> _Written task_: Identify the line that contains "Target: framed picture on wall" in the material. Output it and every line after it, unchanged, through the end.
---- Entries shown
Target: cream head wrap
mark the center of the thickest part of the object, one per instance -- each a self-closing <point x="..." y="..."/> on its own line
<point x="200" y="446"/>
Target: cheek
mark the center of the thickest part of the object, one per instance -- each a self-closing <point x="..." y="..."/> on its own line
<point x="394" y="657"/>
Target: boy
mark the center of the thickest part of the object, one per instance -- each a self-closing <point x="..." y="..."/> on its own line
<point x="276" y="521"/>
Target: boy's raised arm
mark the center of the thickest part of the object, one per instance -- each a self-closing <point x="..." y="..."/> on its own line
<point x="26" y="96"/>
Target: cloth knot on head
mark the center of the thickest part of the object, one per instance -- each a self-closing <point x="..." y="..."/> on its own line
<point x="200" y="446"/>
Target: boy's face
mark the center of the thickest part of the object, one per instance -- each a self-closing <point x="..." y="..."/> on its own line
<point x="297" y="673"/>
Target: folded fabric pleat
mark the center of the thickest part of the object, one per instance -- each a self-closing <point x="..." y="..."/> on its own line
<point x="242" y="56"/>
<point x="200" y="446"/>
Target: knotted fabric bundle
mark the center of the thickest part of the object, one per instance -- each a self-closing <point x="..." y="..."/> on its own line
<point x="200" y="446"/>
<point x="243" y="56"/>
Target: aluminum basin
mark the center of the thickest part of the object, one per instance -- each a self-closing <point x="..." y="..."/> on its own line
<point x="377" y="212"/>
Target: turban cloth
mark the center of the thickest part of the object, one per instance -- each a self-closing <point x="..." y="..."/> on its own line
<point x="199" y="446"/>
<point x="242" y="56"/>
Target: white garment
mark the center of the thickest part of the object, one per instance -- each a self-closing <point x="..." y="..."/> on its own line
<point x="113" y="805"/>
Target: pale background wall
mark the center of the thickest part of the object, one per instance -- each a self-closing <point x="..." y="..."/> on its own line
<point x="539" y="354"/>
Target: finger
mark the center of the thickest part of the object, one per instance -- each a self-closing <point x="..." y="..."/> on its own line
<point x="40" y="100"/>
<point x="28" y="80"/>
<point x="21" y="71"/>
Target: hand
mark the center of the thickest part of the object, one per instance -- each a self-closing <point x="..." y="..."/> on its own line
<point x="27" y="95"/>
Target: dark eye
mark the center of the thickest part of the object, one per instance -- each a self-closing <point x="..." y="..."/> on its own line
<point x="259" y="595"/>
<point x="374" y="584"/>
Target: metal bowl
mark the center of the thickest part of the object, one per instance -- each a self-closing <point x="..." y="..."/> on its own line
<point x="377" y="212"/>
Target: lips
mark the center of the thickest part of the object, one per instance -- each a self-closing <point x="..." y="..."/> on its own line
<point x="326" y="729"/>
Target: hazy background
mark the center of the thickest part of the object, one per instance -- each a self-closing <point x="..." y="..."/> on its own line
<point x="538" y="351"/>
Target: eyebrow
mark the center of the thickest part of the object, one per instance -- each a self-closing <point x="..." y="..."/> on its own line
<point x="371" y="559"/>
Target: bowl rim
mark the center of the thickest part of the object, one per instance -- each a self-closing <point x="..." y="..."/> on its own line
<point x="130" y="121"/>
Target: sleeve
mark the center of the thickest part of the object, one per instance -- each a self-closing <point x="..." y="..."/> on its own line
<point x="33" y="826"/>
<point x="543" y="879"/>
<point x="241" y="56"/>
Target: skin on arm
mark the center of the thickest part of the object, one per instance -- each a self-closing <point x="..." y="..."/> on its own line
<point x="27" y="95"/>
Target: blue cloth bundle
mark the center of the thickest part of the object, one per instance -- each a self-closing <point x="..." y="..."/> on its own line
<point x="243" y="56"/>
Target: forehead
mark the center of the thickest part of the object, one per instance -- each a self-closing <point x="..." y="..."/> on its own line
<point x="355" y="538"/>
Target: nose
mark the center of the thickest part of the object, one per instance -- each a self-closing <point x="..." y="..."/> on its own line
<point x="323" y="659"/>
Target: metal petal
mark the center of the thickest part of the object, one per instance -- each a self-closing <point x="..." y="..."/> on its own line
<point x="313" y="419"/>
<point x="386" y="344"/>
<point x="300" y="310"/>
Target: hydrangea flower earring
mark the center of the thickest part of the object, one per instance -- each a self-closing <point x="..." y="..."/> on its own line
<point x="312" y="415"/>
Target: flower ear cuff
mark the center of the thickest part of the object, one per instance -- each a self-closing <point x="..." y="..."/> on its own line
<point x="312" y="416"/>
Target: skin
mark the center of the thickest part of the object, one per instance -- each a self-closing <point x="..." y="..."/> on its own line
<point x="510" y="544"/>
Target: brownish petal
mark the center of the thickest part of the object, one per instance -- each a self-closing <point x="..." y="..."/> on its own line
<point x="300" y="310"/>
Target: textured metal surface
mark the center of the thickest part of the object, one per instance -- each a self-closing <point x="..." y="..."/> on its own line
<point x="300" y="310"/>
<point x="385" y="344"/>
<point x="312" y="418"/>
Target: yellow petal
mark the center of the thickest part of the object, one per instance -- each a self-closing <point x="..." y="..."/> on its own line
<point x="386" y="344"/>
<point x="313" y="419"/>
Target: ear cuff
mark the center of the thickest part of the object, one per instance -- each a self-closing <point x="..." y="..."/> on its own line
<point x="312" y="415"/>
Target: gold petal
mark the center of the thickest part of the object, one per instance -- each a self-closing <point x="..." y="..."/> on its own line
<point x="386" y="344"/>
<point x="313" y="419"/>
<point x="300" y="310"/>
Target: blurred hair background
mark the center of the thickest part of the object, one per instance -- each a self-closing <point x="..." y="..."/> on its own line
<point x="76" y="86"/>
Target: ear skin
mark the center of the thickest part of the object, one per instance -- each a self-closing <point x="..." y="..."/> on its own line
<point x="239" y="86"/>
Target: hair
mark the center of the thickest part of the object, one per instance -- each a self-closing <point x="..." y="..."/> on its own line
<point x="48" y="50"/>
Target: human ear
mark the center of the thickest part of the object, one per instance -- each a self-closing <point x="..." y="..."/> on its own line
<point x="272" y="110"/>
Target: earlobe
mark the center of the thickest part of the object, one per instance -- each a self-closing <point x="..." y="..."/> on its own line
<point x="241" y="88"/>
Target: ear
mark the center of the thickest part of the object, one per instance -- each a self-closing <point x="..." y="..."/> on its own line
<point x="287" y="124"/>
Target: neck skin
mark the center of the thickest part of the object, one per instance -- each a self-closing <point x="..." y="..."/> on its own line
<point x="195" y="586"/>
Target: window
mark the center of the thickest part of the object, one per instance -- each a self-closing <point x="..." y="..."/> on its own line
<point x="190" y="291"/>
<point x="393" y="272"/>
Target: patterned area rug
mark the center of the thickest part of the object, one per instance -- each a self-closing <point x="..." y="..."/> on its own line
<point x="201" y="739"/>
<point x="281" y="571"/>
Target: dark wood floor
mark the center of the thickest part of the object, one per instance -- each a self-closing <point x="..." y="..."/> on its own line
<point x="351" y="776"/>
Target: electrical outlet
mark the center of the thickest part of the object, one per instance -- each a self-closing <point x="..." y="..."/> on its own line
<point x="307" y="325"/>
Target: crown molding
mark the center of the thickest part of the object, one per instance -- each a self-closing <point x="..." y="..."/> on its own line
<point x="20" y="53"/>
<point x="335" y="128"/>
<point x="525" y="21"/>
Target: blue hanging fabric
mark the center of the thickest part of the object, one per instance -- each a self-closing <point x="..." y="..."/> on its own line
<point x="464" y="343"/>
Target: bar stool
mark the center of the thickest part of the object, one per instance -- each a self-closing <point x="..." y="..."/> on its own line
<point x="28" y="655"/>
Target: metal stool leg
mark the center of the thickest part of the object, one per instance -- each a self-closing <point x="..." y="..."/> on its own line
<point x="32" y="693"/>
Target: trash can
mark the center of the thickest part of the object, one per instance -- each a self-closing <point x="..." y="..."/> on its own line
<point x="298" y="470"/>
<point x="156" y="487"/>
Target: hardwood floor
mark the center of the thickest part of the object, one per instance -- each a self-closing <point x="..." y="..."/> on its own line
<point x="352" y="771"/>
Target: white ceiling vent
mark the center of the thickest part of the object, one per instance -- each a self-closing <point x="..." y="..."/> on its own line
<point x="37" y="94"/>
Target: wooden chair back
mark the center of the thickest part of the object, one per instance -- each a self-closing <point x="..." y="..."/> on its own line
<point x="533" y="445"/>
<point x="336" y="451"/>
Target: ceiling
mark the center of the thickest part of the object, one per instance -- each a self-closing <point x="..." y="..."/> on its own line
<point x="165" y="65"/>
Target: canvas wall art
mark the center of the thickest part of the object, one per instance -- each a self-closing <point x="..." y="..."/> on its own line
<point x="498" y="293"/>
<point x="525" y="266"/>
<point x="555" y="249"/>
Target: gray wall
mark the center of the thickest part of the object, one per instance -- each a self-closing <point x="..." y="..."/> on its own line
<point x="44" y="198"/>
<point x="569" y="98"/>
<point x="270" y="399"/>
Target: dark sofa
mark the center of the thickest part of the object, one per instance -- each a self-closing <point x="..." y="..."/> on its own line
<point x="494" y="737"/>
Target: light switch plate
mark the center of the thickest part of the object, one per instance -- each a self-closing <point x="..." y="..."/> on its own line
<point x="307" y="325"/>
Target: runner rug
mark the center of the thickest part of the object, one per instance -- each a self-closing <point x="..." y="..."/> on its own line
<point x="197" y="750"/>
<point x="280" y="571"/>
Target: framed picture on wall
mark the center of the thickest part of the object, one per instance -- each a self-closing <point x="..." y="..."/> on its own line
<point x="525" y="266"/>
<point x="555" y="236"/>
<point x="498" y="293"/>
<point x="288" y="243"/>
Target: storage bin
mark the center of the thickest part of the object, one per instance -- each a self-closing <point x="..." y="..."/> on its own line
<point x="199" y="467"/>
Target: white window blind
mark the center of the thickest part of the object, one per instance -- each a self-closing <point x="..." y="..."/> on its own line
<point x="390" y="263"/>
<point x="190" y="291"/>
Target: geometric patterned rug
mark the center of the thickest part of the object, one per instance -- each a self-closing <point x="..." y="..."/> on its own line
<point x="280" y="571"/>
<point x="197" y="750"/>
--------
> _Problem solution_:
Target: framed picture on wall
mark the center of the thickest part of the object, one per instance -- each a self-closing <point x="..." y="..."/> on its own line
<point x="525" y="266"/>
<point x="555" y="236"/>
<point x="498" y="293"/>
<point x="288" y="243"/>
Target: storage bin
mark the center of the thickest part of the object, one per instance -- each a self-closing <point x="..." y="..."/> on its own line
<point x="199" y="467"/>
Target: white window blind
mark the center of the thickest part of the object, one per instance -- each a self-closing <point x="..." y="..."/> on its own line
<point x="390" y="263"/>
<point x="190" y="291"/>
Target: geometric patterned rug
mark the center of the thickest part of the object, one per instance -- each a self-closing <point x="..." y="..."/> on its own line
<point x="280" y="571"/>
<point x="197" y="750"/>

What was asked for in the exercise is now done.